# Exercise
An exact copy of all the data is needed, with every picture left out.
═══ Data
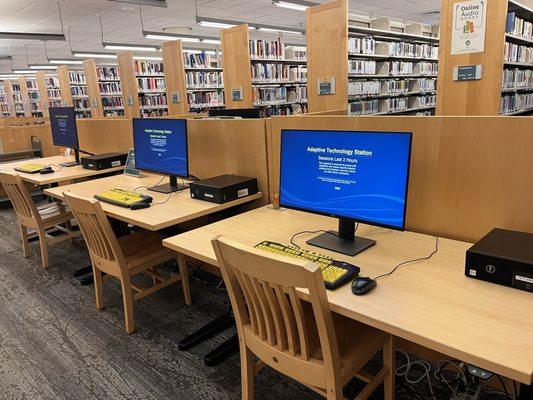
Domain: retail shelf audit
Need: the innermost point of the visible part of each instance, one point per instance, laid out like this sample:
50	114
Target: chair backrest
272	320
102	243
21	200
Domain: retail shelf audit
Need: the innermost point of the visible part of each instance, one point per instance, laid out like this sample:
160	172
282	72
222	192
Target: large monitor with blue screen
351	175
64	130
161	146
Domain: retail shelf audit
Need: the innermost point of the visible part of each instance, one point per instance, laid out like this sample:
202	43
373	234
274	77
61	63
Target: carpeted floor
54	344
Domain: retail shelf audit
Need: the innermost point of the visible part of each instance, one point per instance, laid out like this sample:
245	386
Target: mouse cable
314	232
411	261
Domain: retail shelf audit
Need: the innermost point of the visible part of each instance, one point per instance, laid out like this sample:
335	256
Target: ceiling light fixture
294	4
127	46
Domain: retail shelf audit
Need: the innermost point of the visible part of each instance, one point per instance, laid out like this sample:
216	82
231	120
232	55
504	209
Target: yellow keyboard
29	168
122	198
334	272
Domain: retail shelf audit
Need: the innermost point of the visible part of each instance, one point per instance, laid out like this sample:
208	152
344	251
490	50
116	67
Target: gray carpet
54	344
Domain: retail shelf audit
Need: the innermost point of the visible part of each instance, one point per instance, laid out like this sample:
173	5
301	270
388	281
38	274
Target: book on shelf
147	68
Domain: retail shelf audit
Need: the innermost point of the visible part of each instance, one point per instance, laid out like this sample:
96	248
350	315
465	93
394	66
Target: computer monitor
236	112
353	176
64	130
161	146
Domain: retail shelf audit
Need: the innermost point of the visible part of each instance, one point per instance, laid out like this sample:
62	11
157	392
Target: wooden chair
300	339
123	258
39	219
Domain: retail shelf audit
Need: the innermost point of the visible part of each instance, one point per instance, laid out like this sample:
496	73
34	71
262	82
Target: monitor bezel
340	216
186	146
77	147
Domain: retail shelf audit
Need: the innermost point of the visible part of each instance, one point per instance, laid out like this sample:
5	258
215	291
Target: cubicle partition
468	174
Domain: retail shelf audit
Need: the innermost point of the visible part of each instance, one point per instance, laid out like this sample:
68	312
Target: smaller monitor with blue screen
355	176
64	129
161	146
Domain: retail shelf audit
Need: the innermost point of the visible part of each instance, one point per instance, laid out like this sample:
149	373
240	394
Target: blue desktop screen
161	145
356	175
63	125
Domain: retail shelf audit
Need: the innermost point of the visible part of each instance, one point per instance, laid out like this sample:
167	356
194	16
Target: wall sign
469	23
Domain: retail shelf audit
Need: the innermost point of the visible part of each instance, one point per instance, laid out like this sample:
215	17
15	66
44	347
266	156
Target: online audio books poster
469	23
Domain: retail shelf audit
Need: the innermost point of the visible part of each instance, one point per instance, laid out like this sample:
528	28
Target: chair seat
357	342
143	250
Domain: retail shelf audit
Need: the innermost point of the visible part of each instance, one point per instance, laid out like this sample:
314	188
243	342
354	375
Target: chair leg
══════
# Response
Domain: retail shelf audit
Need: the innermost point of the visible part of each instance, one point per instance, laid out like this sample:
50	114
Target: chair backrest
272	320
102	243
21	200
Domain: retail shelf audit
Need: the innermost point of the visible part of each instance, one point per instance, laid out like this sample:
160	172
282	72
222	192
Target: large monitor with blue screen
351	175
64	130
161	146
Domain: retail shelf audit
Need: the innermost point of the visible part of each instance, one point per instance, laid out like this sample:
202	43
373	234
274	77
61	63
Target: carpeted floor
54	344
Domain: retail shelf audit
Need: the innermost point of the visible part of each instance, one point per instance, laid out like this sample:
245	386
Target: mouse cable
314	232
411	261
Domain: retail shelf audit
Need: the innermost point of the visible part of each instance, one point per instance, laid out like this sample:
335	256
Target: ceiling light fixture
294	4
127	46
Domain: retail shelf audit
Need: the innermost point of the visible part of each instance, one point per instance, laid out like this sample:
216	82
231	120
232	55
504	209
Target: yellow keyboard
29	168
122	198
334	272
Domain: retail shelf audit
Need: the innermost point of the visible part of each instance, one point per instance, laid out like this sample:
208	152
344	251
490	50
116	67
Target: gray carpet
54	344
Domain: retail shelf audit
Need: the innermost point of the visible part of each instance, one point per instance, laid out like this sample:
173	5
301	270
388	281
38	274
Target: book on shelf
147	68
Domain: retail shelf audit
Need: the innermost point of the visible part of each instance, one point per instance, laid out like this sample:
96	248
350	315
465	93
394	66
Target: computer monitor
236	112
353	176
64	130
161	146
Domain: retail shelf audit
Need: the innermost point of the visible part of each instance, one point per instance, laid out like this sample:
62	11
157	392
Target: wooden chair
300	339
123	258
39	219
Domain: retail shelf audit
Need: the innermost point of the visible part of each instance, one point per instance, laid out like this sample:
496	73
34	71
262	82
Target: monitor bezel
340	216
186	146
77	147
Domain: retail shelf audit
Need: the innermost point of the visible part of each instance, one point per instance, laid out like this sample:
5	258
215	291
Target: cubicle partition
468	174
Domain: retail shelf audit
Need: the innermost point of the visible part of each instance, one point per instance, laid out like this sample:
68	312
Target: smaller monitor with blue screen
355	176
64	129
161	146
Domain: retail shelf audit
Need: the innermost point of the visible part of each instance, one point per instance, laid out like this sample:
149	373
240	394
Target: blue desktop screen
161	145
356	175
63	125
Domain: retail shelf audit
Need: the innermost point of the visible part of each instance, one point per instance, laid out like this sample:
167	356
194	16
Target: wall sign
469	23
Domain: retail shelf audit
Need: the innermost point of the visible part of each instance, one point per instance, laid out like this sample:
215	17
15	66
44	347
266	156
Target: online audio books poster
469	23
Domain: retail shelf audit
Need: the innermost point of the visible part of each instance, one point per instance, laid out like this sample:
528	28
Target: chair seat
357	342
143	250
Domain: retail shelf audit
Need: the innermost point of the visible part of each instance, one point per instance, laid out like this sample:
314	188
243	342
354	375
Target: chair leg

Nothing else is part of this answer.